» **Instructions to follow**:
The required output is the line containing "Note to the class: find the tern leg" followed by every line after it to the end of the listing, each written out exactly.

» **Information given**:
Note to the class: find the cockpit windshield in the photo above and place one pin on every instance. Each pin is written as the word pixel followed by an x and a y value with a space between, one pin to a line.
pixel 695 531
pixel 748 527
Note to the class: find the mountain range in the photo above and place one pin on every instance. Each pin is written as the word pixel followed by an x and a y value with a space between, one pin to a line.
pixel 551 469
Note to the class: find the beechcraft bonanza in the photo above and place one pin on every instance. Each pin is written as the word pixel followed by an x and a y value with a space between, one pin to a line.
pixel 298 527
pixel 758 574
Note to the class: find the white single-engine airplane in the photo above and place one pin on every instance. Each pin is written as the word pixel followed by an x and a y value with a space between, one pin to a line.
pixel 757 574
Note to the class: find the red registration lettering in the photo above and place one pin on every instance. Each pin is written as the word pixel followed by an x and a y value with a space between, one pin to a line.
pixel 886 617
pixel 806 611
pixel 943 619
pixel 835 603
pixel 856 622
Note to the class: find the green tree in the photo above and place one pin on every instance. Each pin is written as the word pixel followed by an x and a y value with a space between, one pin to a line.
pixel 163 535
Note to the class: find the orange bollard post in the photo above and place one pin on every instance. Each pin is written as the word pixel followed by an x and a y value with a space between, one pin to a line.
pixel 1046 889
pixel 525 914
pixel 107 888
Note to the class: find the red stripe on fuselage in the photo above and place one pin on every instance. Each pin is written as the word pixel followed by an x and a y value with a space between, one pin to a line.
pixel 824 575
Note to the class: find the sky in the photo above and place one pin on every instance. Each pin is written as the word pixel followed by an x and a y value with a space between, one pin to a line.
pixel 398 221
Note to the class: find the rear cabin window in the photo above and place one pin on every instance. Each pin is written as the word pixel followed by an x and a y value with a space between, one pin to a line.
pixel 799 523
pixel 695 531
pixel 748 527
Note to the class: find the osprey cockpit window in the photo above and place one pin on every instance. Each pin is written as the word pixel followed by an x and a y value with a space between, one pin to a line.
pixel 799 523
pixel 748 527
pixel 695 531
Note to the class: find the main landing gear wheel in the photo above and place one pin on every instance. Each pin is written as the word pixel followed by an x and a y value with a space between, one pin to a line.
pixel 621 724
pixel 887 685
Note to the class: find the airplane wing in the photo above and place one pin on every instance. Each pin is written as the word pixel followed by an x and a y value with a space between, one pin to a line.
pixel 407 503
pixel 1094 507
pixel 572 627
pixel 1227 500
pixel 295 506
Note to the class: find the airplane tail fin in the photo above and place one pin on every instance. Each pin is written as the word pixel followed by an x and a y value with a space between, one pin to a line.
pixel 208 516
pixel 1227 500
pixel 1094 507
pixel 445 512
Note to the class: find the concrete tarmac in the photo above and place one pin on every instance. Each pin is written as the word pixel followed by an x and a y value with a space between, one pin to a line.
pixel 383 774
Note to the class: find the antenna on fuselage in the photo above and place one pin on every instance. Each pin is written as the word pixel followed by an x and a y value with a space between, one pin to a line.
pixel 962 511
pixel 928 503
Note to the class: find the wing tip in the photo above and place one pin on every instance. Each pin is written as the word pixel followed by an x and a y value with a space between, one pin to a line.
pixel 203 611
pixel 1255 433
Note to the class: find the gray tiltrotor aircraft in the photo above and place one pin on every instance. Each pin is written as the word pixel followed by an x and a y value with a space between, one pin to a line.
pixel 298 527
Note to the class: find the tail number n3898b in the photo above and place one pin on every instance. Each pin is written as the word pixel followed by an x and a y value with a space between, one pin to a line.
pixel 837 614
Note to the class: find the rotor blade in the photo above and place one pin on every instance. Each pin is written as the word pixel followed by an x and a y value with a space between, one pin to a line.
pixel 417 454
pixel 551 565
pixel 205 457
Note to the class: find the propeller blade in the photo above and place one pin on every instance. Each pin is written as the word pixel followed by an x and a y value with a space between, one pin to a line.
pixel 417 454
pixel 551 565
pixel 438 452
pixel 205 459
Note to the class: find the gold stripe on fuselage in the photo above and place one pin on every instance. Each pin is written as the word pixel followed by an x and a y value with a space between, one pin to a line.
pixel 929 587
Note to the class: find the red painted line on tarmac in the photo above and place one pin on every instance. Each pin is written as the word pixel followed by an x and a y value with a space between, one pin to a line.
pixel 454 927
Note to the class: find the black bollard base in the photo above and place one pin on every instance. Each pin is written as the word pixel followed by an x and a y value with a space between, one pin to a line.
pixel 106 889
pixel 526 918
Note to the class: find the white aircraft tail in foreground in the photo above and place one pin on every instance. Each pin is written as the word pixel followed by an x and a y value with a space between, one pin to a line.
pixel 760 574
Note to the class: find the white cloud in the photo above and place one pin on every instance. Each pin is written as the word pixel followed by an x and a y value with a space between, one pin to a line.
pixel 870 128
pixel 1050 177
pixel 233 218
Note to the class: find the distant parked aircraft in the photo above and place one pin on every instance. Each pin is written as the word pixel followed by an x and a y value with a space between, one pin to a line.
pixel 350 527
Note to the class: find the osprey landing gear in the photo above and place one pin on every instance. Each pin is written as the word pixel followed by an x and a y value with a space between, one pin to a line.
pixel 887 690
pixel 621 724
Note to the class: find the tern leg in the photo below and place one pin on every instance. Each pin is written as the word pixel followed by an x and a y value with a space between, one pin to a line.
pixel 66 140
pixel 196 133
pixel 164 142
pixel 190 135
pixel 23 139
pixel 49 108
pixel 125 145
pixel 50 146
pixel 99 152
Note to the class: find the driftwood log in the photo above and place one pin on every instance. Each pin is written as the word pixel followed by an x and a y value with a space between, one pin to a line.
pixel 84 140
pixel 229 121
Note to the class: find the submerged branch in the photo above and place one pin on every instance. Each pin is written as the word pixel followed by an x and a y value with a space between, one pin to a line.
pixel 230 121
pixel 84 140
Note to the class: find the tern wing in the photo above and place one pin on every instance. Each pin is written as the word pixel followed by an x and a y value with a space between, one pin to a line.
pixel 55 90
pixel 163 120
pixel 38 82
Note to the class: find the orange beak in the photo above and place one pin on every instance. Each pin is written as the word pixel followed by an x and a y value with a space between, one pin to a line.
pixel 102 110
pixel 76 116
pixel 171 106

» **Answer to the exercise**:
Note to the class: find the tern leg in the photo below and place one pin on every instance. Each pin is written as the word pixel followed by an x and a y value with a space between, one pin to a line.
pixel 66 140
pixel 196 133
pixel 164 142
pixel 190 135
pixel 23 139
pixel 49 108
pixel 125 145
pixel 50 146
pixel 99 152
Note to the class: find the driftwood log in the photo above and place one pin on every instance. Each pin is written as the word pixel followed by an x and a y value with a space between, one pin to a line.
pixel 84 140
pixel 229 121
Note to the class: find the submerged branch in the photo above and place one pin on every instance. Each pin is written as the word pixel followed by an x and a y value with a space between, one pin to a line.
pixel 230 121
pixel 84 140
Note to the class: find the tern wing in the photo above and place one pin on every instance. Each pin is written as the word pixel followed by an x and a y value with a space between, one pin to a line.
pixel 55 90
pixel 163 120
pixel 38 82
Note to the class: find the orange beak in the photo above and place one pin on every instance. Each pin is written as the word pixel followed by an x and a y value with a space between, one pin to a line.
pixel 102 110
pixel 76 116
pixel 171 106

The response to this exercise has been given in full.